VORLIEGENDER TEXT:
'''
MYSTORY mit …
julia
29 Jahre, düsseldorf
„sich über erlebnisse, Gedanken, empfindungen, gefühle und wahrnehmungen auszutauschen und dabei eine verbindung zu menschen zu spüren, ist ein aspekt von vielfalt, auch geschlechtlicher vielfalt, den ich sehr wertvoll finde.“
Veröffentlicht: Dezember 2023
Zuerst ein paar Fakten über mich: Ich bin 29 Jahre alt, trans* und lebe seit etwas mehr als fünf Jahren als Frau. Aufgewachsen bin ich in einer Kleinstadt in Süddeutschland, wohne aber nach einigen Stationen hier und da mittlerweile in Düsseldorf. Dort arbeite ich bei einem Versicherungsunternehmen als Aktuarin und bin im LGBTIQ+ Mitarbeitenden-Netzwerk aktiv.
'''
BEREITGESTELLTE ANGABEN:
'''
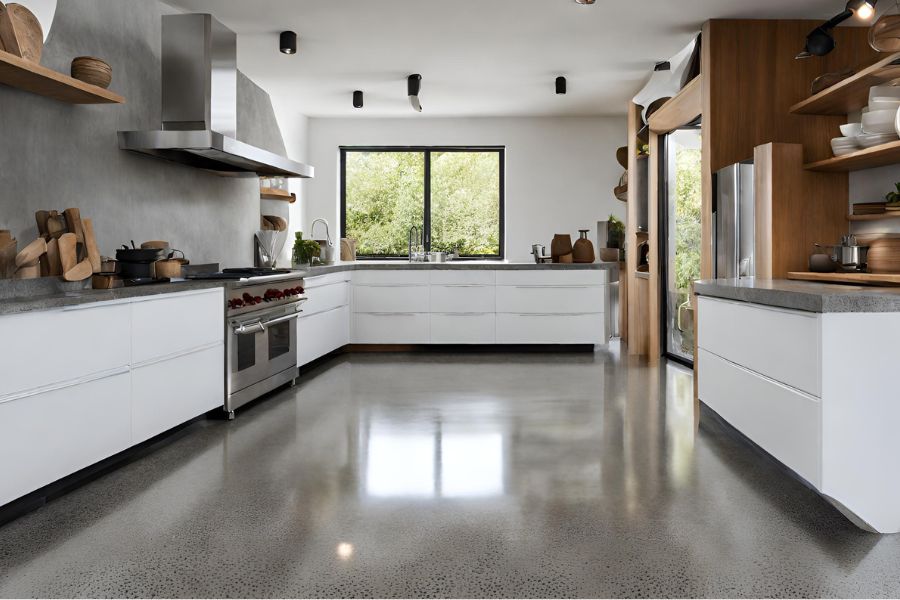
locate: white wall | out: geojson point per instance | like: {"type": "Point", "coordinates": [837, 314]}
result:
{"type": "Point", "coordinates": [560, 172]}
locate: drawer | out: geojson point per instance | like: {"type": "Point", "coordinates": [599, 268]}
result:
{"type": "Point", "coordinates": [780, 344]}
{"type": "Point", "coordinates": [49, 347]}
{"type": "Point", "coordinates": [448, 328]}
{"type": "Point", "coordinates": [390, 299]}
{"type": "Point", "coordinates": [391, 277]}
{"type": "Point", "coordinates": [175, 323]}
{"type": "Point", "coordinates": [463, 298]}
{"type": "Point", "coordinates": [46, 437]}
{"type": "Point", "coordinates": [390, 328]}
{"type": "Point", "coordinates": [786, 423]}
{"type": "Point", "coordinates": [326, 297]}
{"type": "Point", "coordinates": [553, 276]}
{"type": "Point", "coordinates": [319, 334]}
{"type": "Point", "coordinates": [551, 329]}
{"type": "Point", "coordinates": [171, 392]}
{"type": "Point", "coordinates": [463, 277]}
{"type": "Point", "coordinates": [542, 299]}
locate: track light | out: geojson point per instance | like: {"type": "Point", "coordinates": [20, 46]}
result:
{"type": "Point", "coordinates": [288, 42]}
{"type": "Point", "coordinates": [561, 85]}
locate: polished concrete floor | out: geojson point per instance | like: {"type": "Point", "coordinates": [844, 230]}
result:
{"type": "Point", "coordinates": [452, 475]}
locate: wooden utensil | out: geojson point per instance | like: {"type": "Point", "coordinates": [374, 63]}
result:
{"type": "Point", "coordinates": [79, 272]}
{"type": "Point", "coordinates": [54, 267]}
{"type": "Point", "coordinates": [31, 253]}
{"type": "Point", "coordinates": [90, 244]}
{"type": "Point", "coordinates": [68, 253]}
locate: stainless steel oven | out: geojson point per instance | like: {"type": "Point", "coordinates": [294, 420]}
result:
{"type": "Point", "coordinates": [261, 337]}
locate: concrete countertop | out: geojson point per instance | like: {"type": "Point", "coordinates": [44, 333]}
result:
{"type": "Point", "coordinates": [803, 295]}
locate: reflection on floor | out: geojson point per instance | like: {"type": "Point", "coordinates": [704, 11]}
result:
{"type": "Point", "coordinates": [452, 475]}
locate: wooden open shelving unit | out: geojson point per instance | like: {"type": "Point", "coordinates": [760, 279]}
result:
{"type": "Point", "coordinates": [32, 77]}
{"type": "Point", "coordinates": [851, 94]}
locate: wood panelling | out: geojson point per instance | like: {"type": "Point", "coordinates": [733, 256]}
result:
{"type": "Point", "coordinates": [794, 210]}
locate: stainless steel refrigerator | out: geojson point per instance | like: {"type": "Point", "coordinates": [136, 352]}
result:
{"type": "Point", "coordinates": [735, 222]}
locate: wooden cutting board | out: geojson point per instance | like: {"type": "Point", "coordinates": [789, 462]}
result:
{"type": "Point", "coordinates": [21, 32]}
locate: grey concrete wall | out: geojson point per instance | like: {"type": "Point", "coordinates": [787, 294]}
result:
{"type": "Point", "coordinates": [55, 155]}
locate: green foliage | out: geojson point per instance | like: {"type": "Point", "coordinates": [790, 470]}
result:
{"type": "Point", "coordinates": [385, 197]}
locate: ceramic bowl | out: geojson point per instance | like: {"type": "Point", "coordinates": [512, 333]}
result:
{"type": "Point", "coordinates": [879, 121]}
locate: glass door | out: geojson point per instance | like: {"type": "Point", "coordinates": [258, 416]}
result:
{"type": "Point", "coordinates": [681, 238]}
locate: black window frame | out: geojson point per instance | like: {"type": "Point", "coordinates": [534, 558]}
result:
{"type": "Point", "coordinates": [427, 150]}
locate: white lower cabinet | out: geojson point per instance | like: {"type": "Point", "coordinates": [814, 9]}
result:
{"type": "Point", "coordinates": [321, 333]}
{"type": "Point", "coordinates": [170, 392]}
{"type": "Point", "coordinates": [455, 328]}
{"type": "Point", "coordinates": [48, 436]}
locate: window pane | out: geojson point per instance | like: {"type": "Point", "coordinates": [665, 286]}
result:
{"type": "Point", "coordinates": [385, 197]}
{"type": "Point", "coordinates": [465, 202]}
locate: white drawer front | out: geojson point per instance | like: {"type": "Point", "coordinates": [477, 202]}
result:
{"type": "Point", "coordinates": [176, 323]}
{"type": "Point", "coordinates": [47, 347]}
{"type": "Point", "coordinates": [555, 276]}
{"type": "Point", "coordinates": [551, 329]}
{"type": "Point", "coordinates": [784, 422]}
{"type": "Point", "coordinates": [319, 334]}
{"type": "Point", "coordinates": [168, 393]}
{"type": "Point", "coordinates": [326, 297]}
{"type": "Point", "coordinates": [46, 437]}
{"type": "Point", "coordinates": [780, 344]}
{"type": "Point", "coordinates": [541, 299]}
{"type": "Point", "coordinates": [408, 328]}
{"type": "Point", "coordinates": [463, 277]}
{"type": "Point", "coordinates": [390, 299]}
{"type": "Point", "coordinates": [463, 298]}
{"type": "Point", "coordinates": [388, 277]}
{"type": "Point", "coordinates": [462, 328]}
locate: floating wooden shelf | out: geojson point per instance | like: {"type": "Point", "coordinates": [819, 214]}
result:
{"type": "Point", "coordinates": [29, 76]}
{"type": "Point", "coordinates": [868, 158]}
{"type": "Point", "coordinates": [883, 279]}
{"type": "Point", "coordinates": [851, 94]}
{"type": "Point", "coordinates": [276, 194]}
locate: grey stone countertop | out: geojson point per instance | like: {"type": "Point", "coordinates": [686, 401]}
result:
{"type": "Point", "coordinates": [486, 265]}
{"type": "Point", "coordinates": [51, 293]}
{"type": "Point", "coordinates": [809, 296]}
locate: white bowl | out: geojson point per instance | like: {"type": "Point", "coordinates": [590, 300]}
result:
{"type": "Point", "coordinates": [851, 129]}
{"type": "Point", "coordinates": [879, 121]}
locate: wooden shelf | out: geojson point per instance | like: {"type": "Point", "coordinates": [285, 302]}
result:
{"type": "Point", "coordinates": [851, 94]}
{"type": "Point", "coordinates": [276, 194]}
{"type": "Point", "coordinates": [867, 158]}
{"type": "Point", "coordinates": [29, 76]}
{"type": "Point", "coordinates": [883, 279]}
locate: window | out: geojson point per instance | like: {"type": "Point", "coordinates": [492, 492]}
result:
{"type": "Point", "coordinates": [454, 195]}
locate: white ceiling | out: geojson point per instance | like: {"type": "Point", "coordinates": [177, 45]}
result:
{"type": "Point", "coordinates": [476, 57]}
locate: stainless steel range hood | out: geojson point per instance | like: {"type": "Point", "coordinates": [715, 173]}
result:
{"type": "Point", "coordinates": [199, 105]}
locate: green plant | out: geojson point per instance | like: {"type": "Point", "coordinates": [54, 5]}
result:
{"type": "Point", "coordinates": [893, 196]}
{"type": "Point", "coordinates": [305, 250]}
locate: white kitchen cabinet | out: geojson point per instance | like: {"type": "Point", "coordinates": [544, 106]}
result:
{"type": "Point", "coordinates": [47, 436]}
{"type": "Point", "coordinates": [321, 333]}
{"type": "Point", "coordinates": [390, 328]}
{"type": "Point", "coordinates": [531, 328]}
{"type": "Point", "coordinates": [173, 391]}
{"type": "Point", "coordinates": [467, 328]}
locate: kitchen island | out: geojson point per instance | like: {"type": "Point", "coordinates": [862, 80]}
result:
{"type": "Point", "coordinates": [805, 371]}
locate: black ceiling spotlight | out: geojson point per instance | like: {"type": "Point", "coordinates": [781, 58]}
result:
{"type": "Point", "coordinates": [288, 42]}
{"type": "Point", "coordinates": [561, 85]}
{"type": "Point", "coordinates": [413, 87]}
{"type": "Point", "coordinates": [820, 42]}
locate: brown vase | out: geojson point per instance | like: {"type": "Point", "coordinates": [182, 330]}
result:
{"type": "Point", "coordinates": [583, 250]}
{"type": "Point", "coordinates": [561, 244]}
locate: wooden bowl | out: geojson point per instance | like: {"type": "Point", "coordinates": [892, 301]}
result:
{"type": "Point", "coordinates": [92, 70]}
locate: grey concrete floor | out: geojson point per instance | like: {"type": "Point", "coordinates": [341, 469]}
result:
{"type": "Point", "coordinates": [452, 475]}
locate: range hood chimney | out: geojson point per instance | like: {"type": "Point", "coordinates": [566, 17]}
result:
{"type": "Point", "coordinates": [199, 105]}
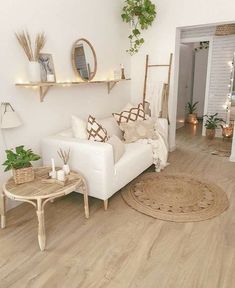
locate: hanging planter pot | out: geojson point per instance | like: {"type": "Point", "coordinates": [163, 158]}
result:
{"type": "Point", "coordinates": [140, 14]}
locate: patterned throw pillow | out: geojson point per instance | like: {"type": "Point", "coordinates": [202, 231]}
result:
{"type": "Point", "coordinates": [134, 131]}
{"type": "Point", "coordinates": [134, 114]}
{"type": "Point", "coordinates": [95, 131]}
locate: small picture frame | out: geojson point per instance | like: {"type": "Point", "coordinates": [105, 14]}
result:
{"type": "Point", "coordinates": [47, 69]}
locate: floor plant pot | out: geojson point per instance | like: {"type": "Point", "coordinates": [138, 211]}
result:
{"type": "Point", "coordinates": [192, 118]}
{"type": "Point", "coordinates": [210, 133]}
{"type": "Point", "coordinates": [34, 72]}
{"type": "Point", "coordinates": [23, 175]}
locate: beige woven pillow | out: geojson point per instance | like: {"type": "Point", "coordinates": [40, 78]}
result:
{"type": "Point", "coordinates": [95, 131]}
{"type": "Point", "coordinates": [134, 114]}
{"type": "Point", "coordinates": [134, 131]}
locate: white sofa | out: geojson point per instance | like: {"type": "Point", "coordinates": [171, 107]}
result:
{"type": "Point", "coordinates": [95, 160]}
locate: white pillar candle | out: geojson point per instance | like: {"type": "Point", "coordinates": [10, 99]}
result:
{"type": "Point", "coordinates": [61, 175]}
{"type": "Point", "coordinates": [53, 164]}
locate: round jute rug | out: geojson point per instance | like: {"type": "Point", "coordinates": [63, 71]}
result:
{"type": "Point", "coordinates": [175, 197]}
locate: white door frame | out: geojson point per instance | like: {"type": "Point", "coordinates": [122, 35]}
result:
{"type": "Point", "coordinates": [177, 62]}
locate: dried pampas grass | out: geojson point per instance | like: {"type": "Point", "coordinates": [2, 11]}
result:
{"type": "Point", "coordinates": [25, 42]}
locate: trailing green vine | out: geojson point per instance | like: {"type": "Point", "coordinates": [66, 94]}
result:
{"type": "Point", "coordinates": [140, 14]}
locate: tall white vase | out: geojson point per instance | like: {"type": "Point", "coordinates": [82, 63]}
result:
{"type": "Point", "coordinates": [34, 71]}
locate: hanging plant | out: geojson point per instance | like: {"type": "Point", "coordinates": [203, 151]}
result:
{"type": "Point", "coordinates": [140, 14]}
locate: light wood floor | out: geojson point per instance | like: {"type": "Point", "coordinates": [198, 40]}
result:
{"type": "Point", "coordinates": [122, 248]}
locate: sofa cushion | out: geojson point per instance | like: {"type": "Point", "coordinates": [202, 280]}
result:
{"type": "Point", "coordinates": [134, 114]}
{"type": "Point", "coordinates": [79, 127]}
{"type": "Point", "coordinates": [136, 130]}
{"type": "Point", "coordinates": [136, 159]}
{"type": "Point", "coordinates": [95, 131]}
{"type": "Point", "coordinates": [66, 133]}
{"type": "Point", "coordinates": [118, 147]}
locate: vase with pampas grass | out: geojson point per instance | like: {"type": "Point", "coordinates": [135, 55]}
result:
{"type": "Point", "coordinates": [32, 52]}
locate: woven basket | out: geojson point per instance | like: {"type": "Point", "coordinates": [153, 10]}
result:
{"type": "Point", "coordinates": [23, 175]}
{"type": "Point", "coordinates": [223, 30]}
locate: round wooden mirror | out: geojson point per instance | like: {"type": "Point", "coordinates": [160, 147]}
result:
{"type": "Point", "coordinates": [84, 59]}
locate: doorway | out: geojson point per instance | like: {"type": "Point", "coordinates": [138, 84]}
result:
{"type": "Point", "coordinates": [193, 72]}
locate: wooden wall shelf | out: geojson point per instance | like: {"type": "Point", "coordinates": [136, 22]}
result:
{"type": "Point", "coordinates": [44, 87]}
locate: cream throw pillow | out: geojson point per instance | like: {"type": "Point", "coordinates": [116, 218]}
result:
{"type": "Point", "coordinates": [118, 147]}
{"type": "Point", "coordinates": [136, 130]}
{"type": "Point", "coordinates": [79, 127]}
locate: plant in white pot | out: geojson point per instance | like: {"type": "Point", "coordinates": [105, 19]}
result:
{"type": "Point", "coordinates": [140, 14]}
{"type": "Point", "coordinates": [64, 156]}
{"type": "Point", "coordinates": [192, 115]}
{"type": "Point", "coordinates": [32, 52]}
{"type": "Point", "coordinates": [212, 122]}
{"type": "Point", "coordinates": [19, 161]}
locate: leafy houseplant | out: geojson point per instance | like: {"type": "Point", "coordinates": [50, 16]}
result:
{"type": "Point", "coordinates": [192, 108]}
{"type": "Point", "coordinates": [140, 14]}
{"type": "Point", "coordinates": [19, 161]}
{"type": "Point", "coordinates": [212, 122]}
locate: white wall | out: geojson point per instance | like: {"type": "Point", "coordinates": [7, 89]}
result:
{"type": "Point", "coordinates": [160, 38]}
{"type": "Point", "coordinates": [63, 22]}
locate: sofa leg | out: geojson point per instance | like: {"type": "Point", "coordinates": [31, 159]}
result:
{"type": "Point", "coordinates": [106, 204]}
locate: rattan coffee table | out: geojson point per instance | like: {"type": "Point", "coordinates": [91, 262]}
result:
{"type": "Point", "coordinates": [39, 192]}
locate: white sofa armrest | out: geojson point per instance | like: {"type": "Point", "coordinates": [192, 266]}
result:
{"type": "Point", "coordinates": [93, 159]}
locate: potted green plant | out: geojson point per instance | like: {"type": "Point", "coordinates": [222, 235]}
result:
{"type": "Point", "coordinates": [192, 108]}
{"type": "Point", "coordinates": [140, 14]}
{"type": "Point", "coordinates": [212, 122]}
{"type": "Point", "coordinates": [19, 161]}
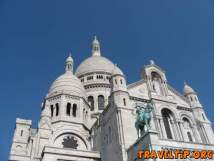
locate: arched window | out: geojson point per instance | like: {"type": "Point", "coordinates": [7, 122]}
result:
{"type": "Point", "coordinates": [101, 102]}
{"type": "Point", "coordinates": [203, 116]}
{"type": "Point", "coordinates": [115, 81]}
{"type": "Point", "coordinates": [189, 136]}
{"type": "Point", "coordinates": [121, 81]}
{"type": "Point", "coordinates": [157, 83]}
{"type": "Point", "coordinates": [21, 132]}
{"type": "Point", "coordinates": [167, 116]}
{"type": "Point", "coordinates": [68, 109]}
{"type": "Point", "coordinates": [187, 128]}
{"type": "Point", "coordinates": [124, 101]}
{"type": "Point", "coordinates": [110, 137]}
{"type": "Point", "coordinates": [91, 102]}
{"type": "Point", "coordinates": [109, 99]}
{"type": "Point", "coordinates": [57, 109]}
{"type": "Point", "coordinates": [52, 110]}
{"type": "Point", "coordinates": [74, 111]}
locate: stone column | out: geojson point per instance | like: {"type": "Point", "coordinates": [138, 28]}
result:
{"type": "Point", "coordinates": [179, 129]}
{"type": "Point", "coordinates": [163, 128]}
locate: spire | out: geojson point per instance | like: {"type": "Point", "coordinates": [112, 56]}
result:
{"type": "Point", "coordinates": [152, 62]}
{"type": "Point", "coordinates": [95, 47]}
{"type": "Point", "coordinates": [188, 89]}
{"type": "Point", "coordinates": [69, 64]}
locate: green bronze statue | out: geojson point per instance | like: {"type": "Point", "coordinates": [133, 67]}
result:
{"type": "Point", "coordinates": [143, 118]}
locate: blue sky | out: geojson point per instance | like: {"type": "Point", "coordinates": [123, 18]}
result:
{"type": "Point", "coordinates": [36, 36]}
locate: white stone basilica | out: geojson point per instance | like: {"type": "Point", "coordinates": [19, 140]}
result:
{"type": "Point", "coordinates": [90, 116]}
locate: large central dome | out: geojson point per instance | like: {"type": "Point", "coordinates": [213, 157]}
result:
{"type": "Point", "coordinates": [96, 63]}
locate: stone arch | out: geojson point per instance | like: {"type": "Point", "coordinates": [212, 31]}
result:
{"type": "Point", "coordinates": [75, 133]}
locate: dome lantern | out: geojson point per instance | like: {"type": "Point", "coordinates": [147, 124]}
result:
{"type": "Point", "coordinates": [69, 64]}
{"type": "Point", "coordinates": [95, 47]}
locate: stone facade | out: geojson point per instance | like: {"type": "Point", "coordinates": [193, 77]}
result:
{"type": "Point", "coordinates": [91, 115]}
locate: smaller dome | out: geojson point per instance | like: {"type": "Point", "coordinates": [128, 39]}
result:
{"type": "Point", "coordinates": [69, 59]}
{"type": "Point", "coordinates": [116, 71]}
{"type": "Point", "coordinates": [67, 83]}
{"type": "Point", "coordinates": [188, 89]}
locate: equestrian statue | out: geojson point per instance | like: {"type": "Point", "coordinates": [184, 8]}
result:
{"type": "Point", "coordinates": [143, 118]}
'''
AUFGABENSTELLUNG:
- A) Beantworten Sie zum Text über Julia die folgenden Fragen:
(i) In welcher Stadt wohnt sie heute?
(ii) In welchem Monat und Jahr wurde der Text veröffentlicht?
(iii) Als was arbeitet sie bei dem Versicherungsunternehmen?
- B) Schreiben Sie den Text über Julia im Anschluss an seinen letzten Satz weiter.
Die Auflistung stammt aus einer anderen Quelle.

LÖSUNGEN:
- A)
(i) Sie wohnt heute in Düsseldorf.
(ii) Der Text wurde im Dezember 2023 veröffentlicht.
(iii) Sie arbeitet dort als Aktuarin.

- B)
Als Aktuarin beschäftige ich mich viel mit Formeln und Zahlen. Ich setze mich zum Beispiel mittels mathematisch-statistischer Methoden mit der Modellierung, Bewertung und Steuerung von Risiken auseinander – bin also ziemlich rational im Job unterwegs. Gleichzeitig freue ich mich als Teil des LGBTIQ+ Netzwerks über jeden Austausch mit Menschen, um Gedanken, Gefühle und Perspektiven besser verstehen zu können, insbesondere zu Themen aus dem Bereich DEI (Diversity, Equity and Inclusion) und LGBTIQ+. Daraus können viele Ideen und Verständnis entstehen und ein gemeinsames, inklusives Miteinander wachsen. Beide Seiten der Arbeit machen mir viel Spaß!
Im Umgang mit geschlechtlicher Vielfalt am Arbeitsplatz stehen für mich folgende Fragen im Fokus:
- Schweigt man über einen wichtigen Teil der eigenen Identität oder kann man offen damit umgehen?
- Kann man ein authentisches Selbst mit der Welt, den Mitmenschen und den Personen im Arbeitsumfeld teilen?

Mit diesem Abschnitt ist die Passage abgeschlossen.